WHAT YOU HAVE TO DO — The expected output is the full set of entries, printed exactly, without pictures.

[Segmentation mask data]
=== Begin Enclosure ===

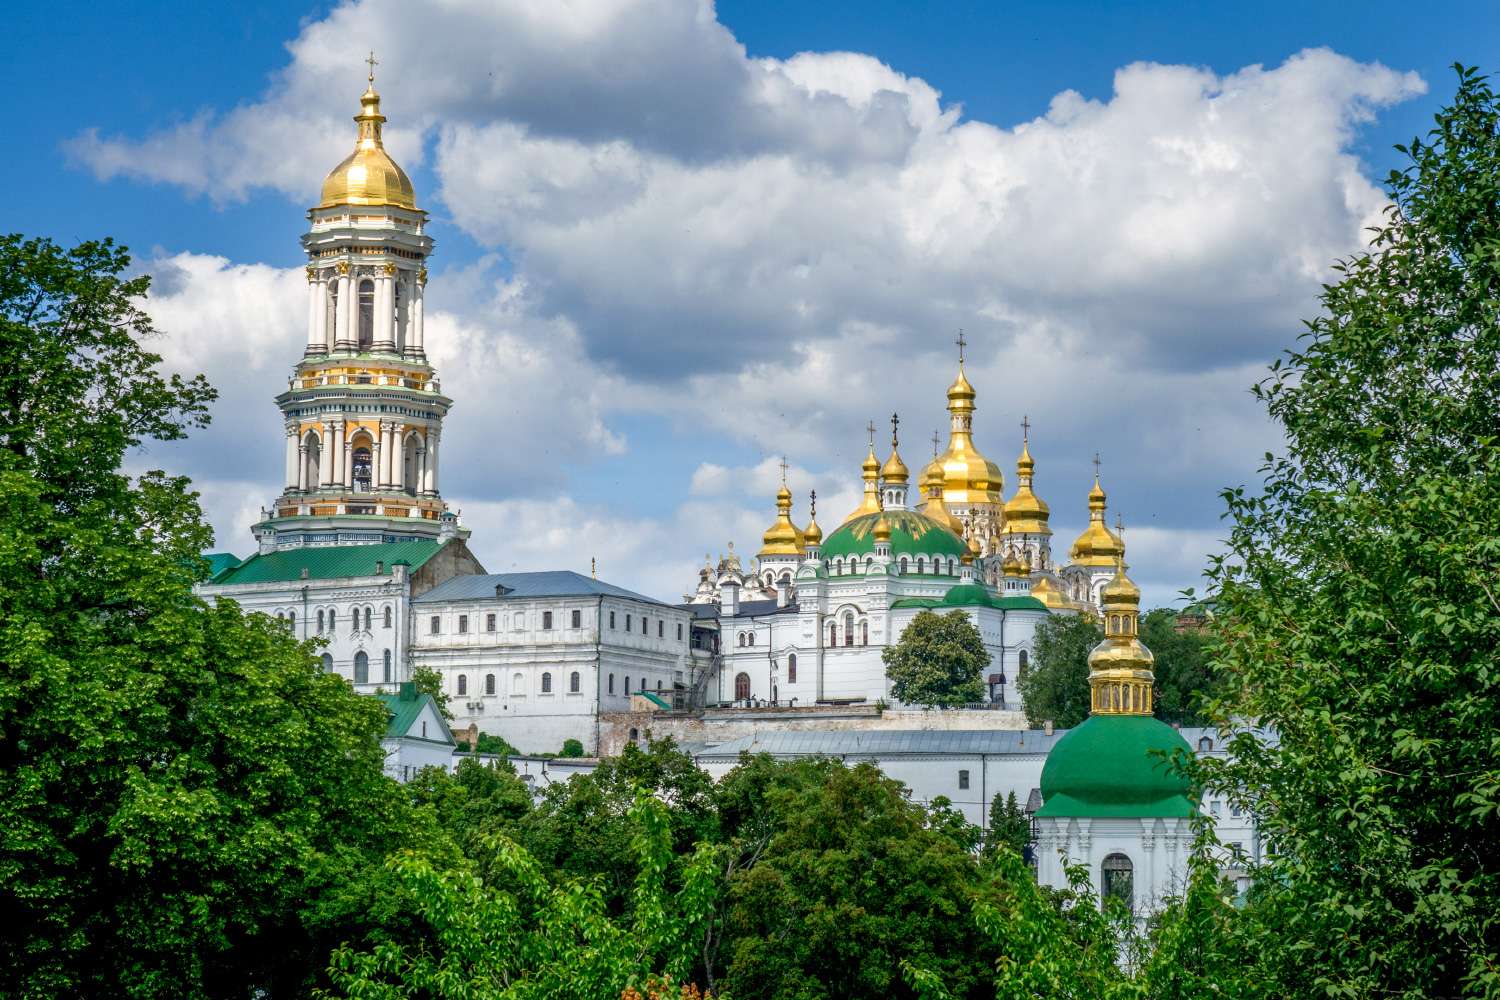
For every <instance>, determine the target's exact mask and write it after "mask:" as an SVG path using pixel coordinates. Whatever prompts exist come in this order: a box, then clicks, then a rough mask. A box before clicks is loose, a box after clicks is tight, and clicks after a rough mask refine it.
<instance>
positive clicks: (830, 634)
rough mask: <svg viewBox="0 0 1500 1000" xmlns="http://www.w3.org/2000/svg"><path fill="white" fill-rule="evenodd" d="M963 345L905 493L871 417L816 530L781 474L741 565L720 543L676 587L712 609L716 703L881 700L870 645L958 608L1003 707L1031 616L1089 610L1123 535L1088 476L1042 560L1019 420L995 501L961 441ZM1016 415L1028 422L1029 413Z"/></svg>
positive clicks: (1025, 442)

=== End Enclosure ===

RESULT OF THE TASK —
For every <instance>, determine the target's exact mask and write it after "mask:" as an SVG path using pixel coordinates. Whatever prompts exist come in this order: a box, then clicks, then a rough mask. A box before clicks is loose, a box after clicks is tight, and clicks after a rough mask refine it.
<instance>
positive clicks: (830, 634)
rough mask: <svg viewBox="0 0 1500 1000" xmlns="http://www.w3.org/2000/svg"><path fill="white" fill-rule="evenodd" d="M963 345L905 493L871 417L816 530L781 474L741 565L720 543L676 587L712 609L716 703L881 700L870 645L958 608L1003 707L1031 616L1089 610L1123 535L1088 476L1042 560L1019 420L995 501L961 441ZM1016 415L1028 422L1029 413Z"/></svg>
positive clicks: (1025, 442)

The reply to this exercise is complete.